→ Work request:
When you reach the entries below, transcribe each line word for word.

Records from a data collection
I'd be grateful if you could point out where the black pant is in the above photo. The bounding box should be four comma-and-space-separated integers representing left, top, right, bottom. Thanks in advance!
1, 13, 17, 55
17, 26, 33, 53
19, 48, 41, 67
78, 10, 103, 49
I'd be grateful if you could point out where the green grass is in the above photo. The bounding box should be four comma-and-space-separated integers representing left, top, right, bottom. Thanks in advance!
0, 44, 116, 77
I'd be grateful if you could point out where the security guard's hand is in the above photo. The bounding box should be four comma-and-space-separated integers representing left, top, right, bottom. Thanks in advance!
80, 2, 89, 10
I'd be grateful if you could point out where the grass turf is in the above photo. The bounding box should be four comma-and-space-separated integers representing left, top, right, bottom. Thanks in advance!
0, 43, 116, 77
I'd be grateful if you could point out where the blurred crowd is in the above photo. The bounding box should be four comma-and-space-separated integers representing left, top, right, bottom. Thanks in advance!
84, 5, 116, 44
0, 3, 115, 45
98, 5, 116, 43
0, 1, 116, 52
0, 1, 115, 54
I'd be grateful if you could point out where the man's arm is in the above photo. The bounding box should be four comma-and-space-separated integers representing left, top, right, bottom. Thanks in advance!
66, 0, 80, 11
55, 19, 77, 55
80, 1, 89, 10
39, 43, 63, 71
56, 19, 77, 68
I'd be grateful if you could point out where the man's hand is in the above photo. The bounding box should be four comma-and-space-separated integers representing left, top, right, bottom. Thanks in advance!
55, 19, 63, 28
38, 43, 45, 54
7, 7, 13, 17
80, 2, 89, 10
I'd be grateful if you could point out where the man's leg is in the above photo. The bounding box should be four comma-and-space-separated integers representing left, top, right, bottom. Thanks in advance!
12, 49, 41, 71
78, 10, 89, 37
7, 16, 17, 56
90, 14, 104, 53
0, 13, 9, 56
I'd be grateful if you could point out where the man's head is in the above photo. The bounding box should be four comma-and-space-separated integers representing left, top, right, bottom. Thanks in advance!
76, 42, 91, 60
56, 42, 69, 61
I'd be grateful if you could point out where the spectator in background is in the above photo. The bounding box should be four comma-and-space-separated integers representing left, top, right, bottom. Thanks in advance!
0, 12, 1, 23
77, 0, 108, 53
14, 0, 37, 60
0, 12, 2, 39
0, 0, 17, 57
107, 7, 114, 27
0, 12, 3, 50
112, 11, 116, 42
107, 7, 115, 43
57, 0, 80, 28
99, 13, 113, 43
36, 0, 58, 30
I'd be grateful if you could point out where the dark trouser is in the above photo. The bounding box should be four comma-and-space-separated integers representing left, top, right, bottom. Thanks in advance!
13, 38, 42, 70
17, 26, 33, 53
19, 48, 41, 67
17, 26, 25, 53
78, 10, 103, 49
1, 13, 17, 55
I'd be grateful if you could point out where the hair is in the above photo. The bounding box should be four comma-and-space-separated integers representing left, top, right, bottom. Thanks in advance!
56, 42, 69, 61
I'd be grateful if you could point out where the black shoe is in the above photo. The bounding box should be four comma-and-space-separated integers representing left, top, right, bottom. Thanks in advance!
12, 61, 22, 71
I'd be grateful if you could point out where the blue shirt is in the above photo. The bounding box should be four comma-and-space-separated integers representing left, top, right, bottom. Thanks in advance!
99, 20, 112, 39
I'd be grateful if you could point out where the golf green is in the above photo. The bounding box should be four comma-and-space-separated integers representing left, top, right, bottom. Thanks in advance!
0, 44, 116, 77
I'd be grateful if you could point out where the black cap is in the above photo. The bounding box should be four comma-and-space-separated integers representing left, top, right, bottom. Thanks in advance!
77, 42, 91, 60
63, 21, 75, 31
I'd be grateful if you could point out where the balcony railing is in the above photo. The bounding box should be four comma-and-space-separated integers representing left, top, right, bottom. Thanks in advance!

→ Exercise answer:
I'd be grateful if you could point out where the black pant is in the above photo. The bounding box should be four comma-and-space-separated integers representing left, top, right, bottom. Thanks in advance!
1, 13, 17, 55
17, 26, 33, 53
19, 48, 41, 67
78, 10, 103, 49
I'd be grateful if you could point out where the green grass is in the above photo. The bounding box should be four comma-and-space-separated integers representing left, top, right, bottom. Thanks in advance!
0, 44, 116, 77
I'd be grateful if you could point out where the security guard's hand is in the above photo. The bounding box should be four comma-and-space-separated integers representing left, top, right, bottom. Thanks in advance!
80, 2, 89, 10
I'd be grateful if you could point out where the grass turf is in the above photo. The bounding box should be four comma-and-space-separated integers representing left, top, right, bottom. Thanks in advance!
0, 43, 116, 77
I'd be grateful if you could point out where the blurred crowd is in the above photo. The bounding box should be four comma-and-space-separated integers representing left, top, right, bottom. Thanks in advance!
84, 5, 116, 44
0, 3, 115, 45
98, 5, 116, 43
0, 1, 116, 52
0, 1, 115, 54
I'd be grateful if you could point out where the man's arm is in the above photo. The bounding box should be four comma-and-space-separated integers representing left, top, right, bottom. Thanks in advance!
66, 0, 80, 11
55, 19, 77, 55
80, 1, 89, 10
39, 43, 63, 71
56, 19, 77, 68
I'd be grateful if you could point out where the man's hand is in the above photo. The bounding box should be four comma-and-space-separated integers representing left, top, right, bottom. Thanks in advance!
55, 19, 63, 28
38, 43, 45, 54
7, 7, 13, 17
80, 2, 89, 10
I'd be grateful if you could point out where the man's leg is in the above photo. The bounding box should be four comma-and-space-separated integers representing left, top, right, bottom. Thanks in advance!
12, 49, 41, 71
78, 10, 89, 37
7, 16, 17, 56
90, 14, 104, 53
0, 13, 9, 56
I'd be grateful if you could point out where the man's head is in the above photo. The bounding box should be four comma-and-space-separated integers representing left, top, right, bottom. Thanks in advance!
76, 42, 91, 60
56, 42, 69, 61
I'd be grateful if you could point out where the spectator in background is in the above photo. The bounding box should be four comma-and-space-separated integers representing left, top, right, bottom. Thanks in advance!
0, 12, 1, 23
77, 0, 108, 53
14, 0, 37, 60
0, 12, 2, 39
0, 0, 17, 57
107, 7, 114, 27
0, 12, 3, 50
112, 11, 116, 42
107, 7, 115, 43
57, 0, 80, 28
99, 13, 113, 43
36, 0, 58, 30
I'd be grateful if you could point out where the dark trouser is in the above photo. The bounding box should be four comma-and-space-separated integers representing left, top, right, bottom. Thanks in advance!
13, 38, 42, 70
17, 26, 33, 53
19, 48, 41, 67
17, 26, 25, 53
78, 10, 103, 49
1, 13, 17, 55
I'd be grateful if you could point out where the hair is in the above photo. The bounding box should be four comma-and-space-separated integers representing left, top, right, bottom. Thanks in advance!
56, 42, 69, 61
I'd be grateful if you could point out where the black shoe is in the above photo. The bounding box should be four comma-and-space-separated integers representing left, top, right, bottom. Thanks in advance!
12, 61, 22, 71
I'd be grateful if you could point out where the blue shirt is in the above photo. The bounding box should be four comma-and-space-separated integers representing left, top, right, bottom. Thanks in advance!
99, 20, 112, 39
I'd be grateful if you could point out where the golf green is in the above photo. The bounding box should be four comma-and-space-separated integers representing left, top, right, bottom. Thanks in advance!
0, 44, 116, 77
I'd be grateful if you could point out where the black cap is in the above photo. The bounding box should be four comma-and-space-separated integers representing left, top, right, bottom. Thanks in advance!
77, 42, 91, 60
63, 21, 75, 31
I'd be grateful if you could point out where the balcony railing is in the above photo. The bounding box should be four comma-and-space-separated integers representing left, top, right, bottom. Thanks in advance!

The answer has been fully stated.